**Problem to work on**. Please filter the records below, keeping every line that contains the string "stabilizer" with matching case.

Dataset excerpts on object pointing
········
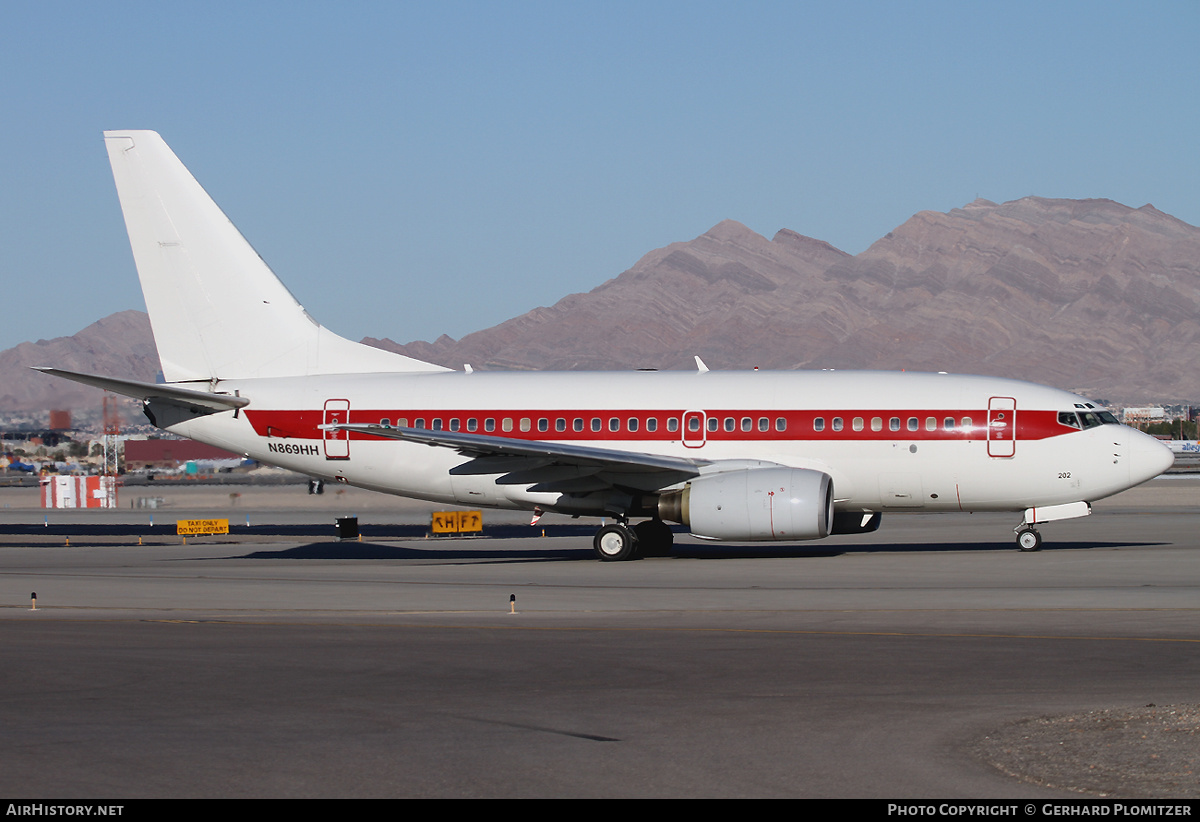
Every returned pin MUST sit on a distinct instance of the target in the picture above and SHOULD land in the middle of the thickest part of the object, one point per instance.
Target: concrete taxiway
(861, 666)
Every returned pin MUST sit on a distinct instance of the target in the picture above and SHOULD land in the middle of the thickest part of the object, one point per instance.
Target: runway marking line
(631, 630)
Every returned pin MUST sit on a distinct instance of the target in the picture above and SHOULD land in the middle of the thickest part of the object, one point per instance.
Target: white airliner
(738, 456)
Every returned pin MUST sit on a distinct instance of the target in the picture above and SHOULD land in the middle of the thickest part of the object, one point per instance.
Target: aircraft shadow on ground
(478, 551)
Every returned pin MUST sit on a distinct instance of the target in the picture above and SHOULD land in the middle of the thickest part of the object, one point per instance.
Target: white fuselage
(889, 441)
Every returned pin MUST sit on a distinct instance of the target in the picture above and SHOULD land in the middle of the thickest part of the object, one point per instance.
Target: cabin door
(337, 443)
(1001, 426)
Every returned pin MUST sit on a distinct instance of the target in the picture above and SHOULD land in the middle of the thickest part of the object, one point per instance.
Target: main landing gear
(619, 541)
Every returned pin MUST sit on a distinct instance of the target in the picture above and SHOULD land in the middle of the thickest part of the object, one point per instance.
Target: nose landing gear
(1027, 539)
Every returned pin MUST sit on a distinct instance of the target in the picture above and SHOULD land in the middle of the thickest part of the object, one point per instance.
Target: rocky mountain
(1083, 294)
(1089, 295)
(118, 346)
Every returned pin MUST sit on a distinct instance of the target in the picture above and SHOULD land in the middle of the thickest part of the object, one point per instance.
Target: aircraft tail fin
(217, 311)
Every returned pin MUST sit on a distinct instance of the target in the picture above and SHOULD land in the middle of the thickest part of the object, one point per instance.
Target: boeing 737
(741, 456)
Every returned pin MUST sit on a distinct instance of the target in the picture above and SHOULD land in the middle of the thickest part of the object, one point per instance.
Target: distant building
(171, 454)
(1144, 415)
(60, 420)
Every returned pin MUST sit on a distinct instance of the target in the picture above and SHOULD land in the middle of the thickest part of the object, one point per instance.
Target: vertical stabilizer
(217, 311)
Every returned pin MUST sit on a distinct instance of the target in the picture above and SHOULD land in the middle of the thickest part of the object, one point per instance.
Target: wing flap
(553, 467)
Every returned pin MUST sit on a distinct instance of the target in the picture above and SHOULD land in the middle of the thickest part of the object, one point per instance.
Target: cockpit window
(1087, 419)
(1068, 418)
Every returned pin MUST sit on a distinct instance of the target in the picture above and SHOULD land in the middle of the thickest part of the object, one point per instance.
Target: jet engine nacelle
(755, 504)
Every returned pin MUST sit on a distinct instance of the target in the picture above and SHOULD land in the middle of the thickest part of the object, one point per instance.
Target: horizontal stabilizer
(198, 402)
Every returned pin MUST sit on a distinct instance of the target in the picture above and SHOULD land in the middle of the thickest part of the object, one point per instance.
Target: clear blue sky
(420, 168)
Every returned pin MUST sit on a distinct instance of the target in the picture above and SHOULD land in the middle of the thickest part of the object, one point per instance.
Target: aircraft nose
(1147, 457)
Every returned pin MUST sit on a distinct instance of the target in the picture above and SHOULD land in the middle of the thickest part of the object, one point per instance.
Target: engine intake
(783, 504)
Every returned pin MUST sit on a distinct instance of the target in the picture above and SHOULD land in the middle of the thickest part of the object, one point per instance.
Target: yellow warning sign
(457, 522)
(195, 527)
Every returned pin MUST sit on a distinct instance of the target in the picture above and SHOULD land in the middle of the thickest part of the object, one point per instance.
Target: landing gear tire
(654, 538)
(1027, 539)
(615, 543)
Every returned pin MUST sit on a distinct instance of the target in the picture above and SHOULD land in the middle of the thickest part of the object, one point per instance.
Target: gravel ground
(1131, 753)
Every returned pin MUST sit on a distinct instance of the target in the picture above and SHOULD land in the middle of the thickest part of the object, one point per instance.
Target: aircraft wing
(551, 467)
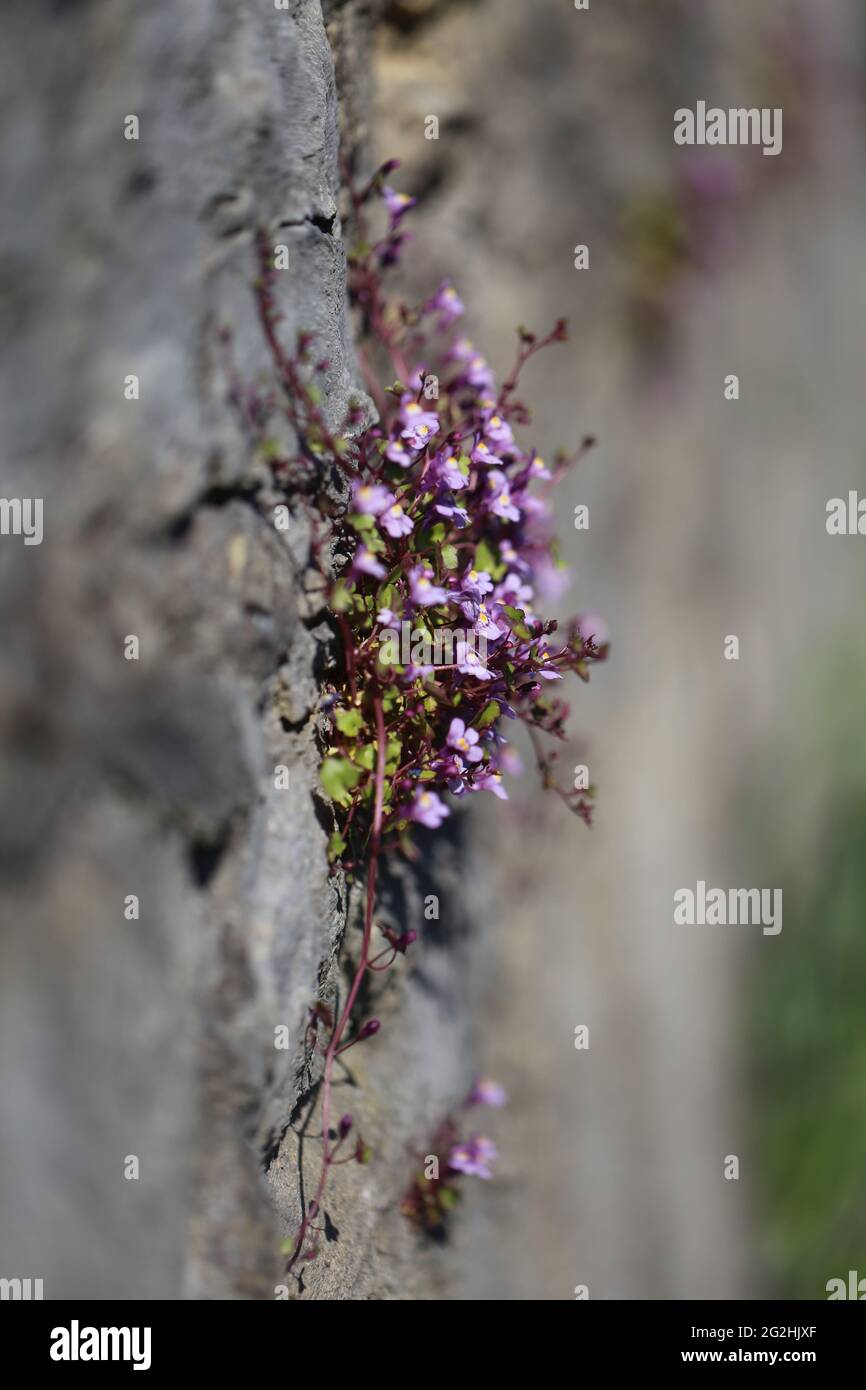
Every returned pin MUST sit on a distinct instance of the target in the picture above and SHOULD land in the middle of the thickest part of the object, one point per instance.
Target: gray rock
(154, 1037)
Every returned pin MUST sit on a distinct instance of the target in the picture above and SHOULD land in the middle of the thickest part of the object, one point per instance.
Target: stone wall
(153, 1037)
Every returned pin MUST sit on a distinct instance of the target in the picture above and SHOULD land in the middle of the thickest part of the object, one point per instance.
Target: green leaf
(517, 620)
(488, 715)
(349, 722)
(337, 847)
(341, 599)
(338, 776)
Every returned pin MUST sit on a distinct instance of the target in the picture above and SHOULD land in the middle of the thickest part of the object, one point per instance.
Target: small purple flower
(420, 426)
(398, 452)
(464, 741)
(487, 1093)
(476, 584)
(370, 498)
(421, 588)
(428, 809)
(446, 470)
(451, 509)
(491, 781)
(546, 670)
(473, 1157)
(395, 520)
(499, 432)
(485, 624)
(501, 496)
(367, 563)
(483, 453)
(469, 662)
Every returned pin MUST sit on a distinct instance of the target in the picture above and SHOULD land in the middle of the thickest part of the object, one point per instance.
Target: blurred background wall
(706, 519)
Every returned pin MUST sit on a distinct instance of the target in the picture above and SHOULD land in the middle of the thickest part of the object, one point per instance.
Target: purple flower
(424, 592)
(370, 498)
(542, 655)
(499, 432)
(483, 453)
(427, 809)
(451, 509)
(476, 584)
(469, 662)
(485, 626)
(446, 470)
(395, 521)
(473, 1157)
(366, 563)
(491, 781)
(501, 496)
(420, 426)
(398, 452)
(487, 1093)
(464, 741)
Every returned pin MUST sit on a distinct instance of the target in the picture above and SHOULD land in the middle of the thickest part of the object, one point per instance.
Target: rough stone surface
(154, 1037)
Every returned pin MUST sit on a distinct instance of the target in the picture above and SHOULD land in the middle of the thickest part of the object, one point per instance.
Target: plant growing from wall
(449, 533)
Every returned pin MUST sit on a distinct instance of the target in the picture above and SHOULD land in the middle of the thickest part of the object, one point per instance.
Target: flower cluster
(453, 549)
(434, 1190)
(449, 548)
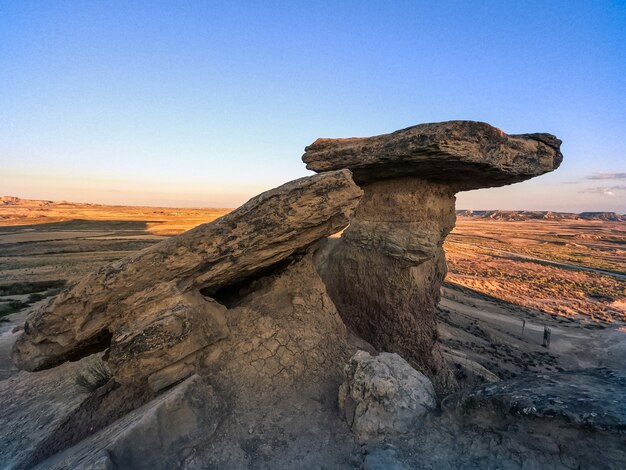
········
**Answer to the task**.
Target: vertical stabilizer
Target: horizontal stabilizer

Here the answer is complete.